RECORDS FOR PROCESSING: Begin

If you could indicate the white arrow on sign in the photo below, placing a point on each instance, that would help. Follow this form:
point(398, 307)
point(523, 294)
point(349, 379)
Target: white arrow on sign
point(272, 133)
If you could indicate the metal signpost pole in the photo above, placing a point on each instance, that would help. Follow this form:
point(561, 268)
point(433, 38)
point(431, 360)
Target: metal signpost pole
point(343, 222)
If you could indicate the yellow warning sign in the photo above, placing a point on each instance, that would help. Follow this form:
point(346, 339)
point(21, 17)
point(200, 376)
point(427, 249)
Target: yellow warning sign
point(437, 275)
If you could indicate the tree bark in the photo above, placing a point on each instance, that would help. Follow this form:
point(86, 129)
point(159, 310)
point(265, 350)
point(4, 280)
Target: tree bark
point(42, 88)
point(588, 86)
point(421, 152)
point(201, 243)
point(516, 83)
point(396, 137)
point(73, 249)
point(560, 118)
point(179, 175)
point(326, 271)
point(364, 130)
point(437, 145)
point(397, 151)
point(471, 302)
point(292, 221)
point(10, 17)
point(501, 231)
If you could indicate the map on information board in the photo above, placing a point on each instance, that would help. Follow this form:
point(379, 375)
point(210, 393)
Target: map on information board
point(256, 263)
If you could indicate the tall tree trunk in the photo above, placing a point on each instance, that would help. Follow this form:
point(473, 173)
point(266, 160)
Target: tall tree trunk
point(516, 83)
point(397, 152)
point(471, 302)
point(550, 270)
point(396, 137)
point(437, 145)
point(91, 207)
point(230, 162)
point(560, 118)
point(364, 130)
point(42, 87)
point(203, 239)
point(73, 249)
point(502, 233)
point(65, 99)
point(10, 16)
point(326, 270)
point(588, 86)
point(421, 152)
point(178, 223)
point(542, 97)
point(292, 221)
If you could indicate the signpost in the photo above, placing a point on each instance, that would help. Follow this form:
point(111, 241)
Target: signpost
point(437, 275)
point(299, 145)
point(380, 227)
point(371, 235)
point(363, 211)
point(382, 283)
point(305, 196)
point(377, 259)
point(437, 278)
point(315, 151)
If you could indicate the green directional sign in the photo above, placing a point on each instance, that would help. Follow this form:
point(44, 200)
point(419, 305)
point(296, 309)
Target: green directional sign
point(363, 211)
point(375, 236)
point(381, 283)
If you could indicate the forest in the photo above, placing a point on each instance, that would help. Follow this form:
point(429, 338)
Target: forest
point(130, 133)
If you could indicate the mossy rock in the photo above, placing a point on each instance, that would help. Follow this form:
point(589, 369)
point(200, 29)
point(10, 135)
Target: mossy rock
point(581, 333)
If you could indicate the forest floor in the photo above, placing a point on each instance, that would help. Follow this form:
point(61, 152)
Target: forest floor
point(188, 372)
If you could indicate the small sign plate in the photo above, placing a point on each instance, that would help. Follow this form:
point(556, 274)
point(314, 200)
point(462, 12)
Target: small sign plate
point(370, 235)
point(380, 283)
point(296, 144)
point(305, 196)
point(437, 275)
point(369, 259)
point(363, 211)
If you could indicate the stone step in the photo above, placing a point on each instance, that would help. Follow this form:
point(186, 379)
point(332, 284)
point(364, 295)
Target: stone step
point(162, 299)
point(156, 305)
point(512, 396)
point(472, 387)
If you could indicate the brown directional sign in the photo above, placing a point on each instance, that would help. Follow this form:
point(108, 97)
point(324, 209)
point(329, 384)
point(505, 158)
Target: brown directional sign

RECORDS FOR PROCESSING: End

■ **DESCRIPTION OF THE TASK**
Output the data in full, exactly as it stands.

■ **RESULT OF THIS EXERCISE**
If you could indicate the white arrow on sign in the photo below, placing a point on each instance, that would help. Follow this form:
point(398, 307)
point(523, 294)
point(349, 379)
Target: white arrow on sign
point(272, 133)
If you could indicate the metal signpost pole in the photo above, placing a point on each instance, that would help. Follow this form:
point(561, 268)
point(433, 38)
point(431, 360)
Target: metal signpost pole
point(343, 222)
If you could indicate the yellow warning sign in the photo above, placing a point on each instance, that would help. Follow this form:
point(346, 339)
point(21, 17)
point(200, 376)
point(427, 249)
Target: yellow warning sign
point(437, 275)
If you could indicate the tree bark in the photo above, placing a point on each instance, that would help. Follow this form:
point(86, 129)
point(159, 310)
point(265, 350)
point(4, 280)
Target: tree bark
point(42, 88)
point(588, 86)
point(421, 152)
point(201, 243)
point(516, 83)
point(396, 137)
point(73, 249)
point(560, 118)
point(179, 175)
point(326, 271)
point(364, 130)
point(437, 145)
point(397, 151)
point(471, 302)
point(292, 221)
point(10, 17)
point(501, 231)
If you could indicate the map on information board in the photo above, placing a point on each instance, that would help. Follow this form:
point(379, 375)
point(210, 393)
Target: map on information board
point(256, 263)
If you could indicate the tall tree trunk in the photo above, placing a point on each instance, that would help. Follow this form:
point(473, 173)
point(266, 160)
Target: tall tree trunk
point(516, 83)
point(397, 152)
point(471, 302)
point(550, 270)
point(396, 137)
point(437, 145)
point(91, 207)
point(230, 162)
point(560, 118)
point(364, 130)
point(42, 87)
point(203, 239)
point(73, 249)
point(502, 233)
point(65, 99)
point(10, 16)
point(326, 270)
point(588, 86)
point(421, 152)
point(178, 223)
point(542, 97)
point(292, 221)
If you could indicate the signpost in the photo above, placing a point on each instance, that would help. Follow this form:
point(111, 241)
Target: signpost
point(437, 275)
point(299, 145)
point(380, 227)
point(371, 235)
point(363, 211)
point(382, 283)
point(305, 196)
point(377, 259)
point(437, 278)
point(315, 151)
If you could indicate the green directional sign in the photo above, placing a point on each instance, that would help. Follow this form:
point(44, 200)
point(419, 305)
point(296, 309)
Target: green directional sign
point(363, 211)
point(375, 236)
point(381, 283)
If you could indicate the forest in the photo above, placing a point on each instance, that would help. Follow this form:
point(429, 338)
Target: forest
point(130, 133)
If you could indicate the mossy rock in the photo above, placing a point on each instance, that would help. Follow this form:
point(589, 369)
point(200, 29)
point(10, 135)
Target: mossy rock
point(581, 333)
If you could indicate the forest floor in the photo above, placing a point on each instance, that would help. Follow this form:
point(61, 152)
Target: forest floor
point(188, 372)
If you could indicate the small sign plate in the photo above, placing a point on each instance, that would help. Follow this form:
point(556, 274)
point(314, 200)
point(462, 12)
Target: small sign plate
point(370, 235)
point(380, 283)
point(296, 144)
point(305, 196)
point(437, 275)
point(369, 259)
point(363, 211)
If you could indicate the stone step in the photo above, placing a point on each instance, that would help. Follow this form:
point(186, 379)
point(332, 284)
point(364, 295)
Target: stone step
point(162, 299)
point(156, 305)
point(512, 396)
point(472, 387)
If you could indicate the brown directional sign in the photo above, placing a point on each instance, that would help. Follow this form:
point(108, 97)
point(324, 209)
point(329, 384)
point(505, 158)
Target: brown directional sign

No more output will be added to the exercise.